Source extract:
______________________________

As the fourth Expendables film hacks, shoots and stabs its way into cinemas, audiences may be forgiven for feeling a sense of disappointment. Compared to the casts of the other three pictures, which boasted appearances from icons including Arnold Schwarzenegger, Mel Gibson, Harrison Ford and Bruce Willis, the ensemble for this one – ridiculously, and unpronounceably, named Expend4bles – is distinctly more B-list, with the likes of 50 Cent, Megan Fox and Dolph Lundgren supporting the starrier duo of Sylvester Stallone and Jason Statham. Early reviews, predictably, have not been kind.
Fans may be mollified by the knowledge that this one, unlike the third in the series, is R-rated (15 certificate in the UK), but even the BBFC’s advice that it contains “occasional gore including severed limbs, decapitations and eviscerations” is unlikely to satisfy the true aficionado of action cinema, who will dismiss this (and the others) as fundamentally tame.
It is with these blood-hungry viewers in mind that we present a selection of the 10 films that the Expendables series might wish to emulate in their levels of violence, but will never come close to their sheer unhinged brio. Most of these pictures could never be described as “good” in any conventional cinematic sense, but all contain moments that, once seen, are never forgotten.
1. The Exterminator (1980)
James Glickenhaus’s horror-thriller, revolving around a traumatized Vietnam veteran who returns to New York and takes revenge against a gang who have paralysed his army buddy, might be seen as a more violent version of the vigilante picture Death Wish: itself hardly an exercise in tasteful restraint. Glickenhaus commented of The Exterminator’s unrelenting brutality that “television and film had sanitized violence for a long time. Someone points a gun, it goes bang and on the other side of the street some guy goes ‘Aaaaah’ and falls down. But violence is really pretty unpleasant and I thought I had an obligation to portray it that way.”
A noble intention, but it would have helped if he could have cast a lead actor who could act – his star Robert Ginty does a decent impression of a homicidal plank of wood – and if the script had attempted anything other than a glorification of the protagonist’s increasingly deranged actions. Still, over four decades after its release, it remains a jaw-dropping exercise in brutal excess.

______________________________

Supplied data:
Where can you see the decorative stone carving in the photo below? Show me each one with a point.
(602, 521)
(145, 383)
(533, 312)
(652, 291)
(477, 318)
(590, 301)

______________________________

To do:
1 – Answer these from the article on violent films:
(a) What certificate does the fourth Expendables film carry in the UK?
(b) In what year was The Exterminator released?
(c) Who stars as the lead in The Exterminator?
2 – Decide whether each statement agrees with the article on violent films. Answer yes or no and quote the words that settle it.
(a) The third Expendables film was R-rated.
(b) The main character of The Exterminator is a Vietnam veteran.
(c) Early reviews of the fourth Expendables film have been kind.
3 – Reproduce the article on violent films word for word, from "It is with these" down to "The Exterminator (1980)".

Answers for this exercise:
1 –
(a) A 15 certificate.
(b) 1980.
(c) Robert Ginty.

2 –
(a) No: "this one, unlike the third in the series, is R-rated"
(b) Yes: "a traumatized Vietnam veteran who returns to New York"
(c) No: "Early reviews, predictably, have not been kind."

3 –
It is with these blood-hungry viewers in mind that we present a selection of the 10 films that the Expendables series might wish to emulate in their levels of violence, but will never come close to their sheer unhinged brio. Most of these pictures could never be described as “good” in any conventional cinematic sense, but all contain moments that, once seen, are never forgotten.
1. The Exterminator (1980)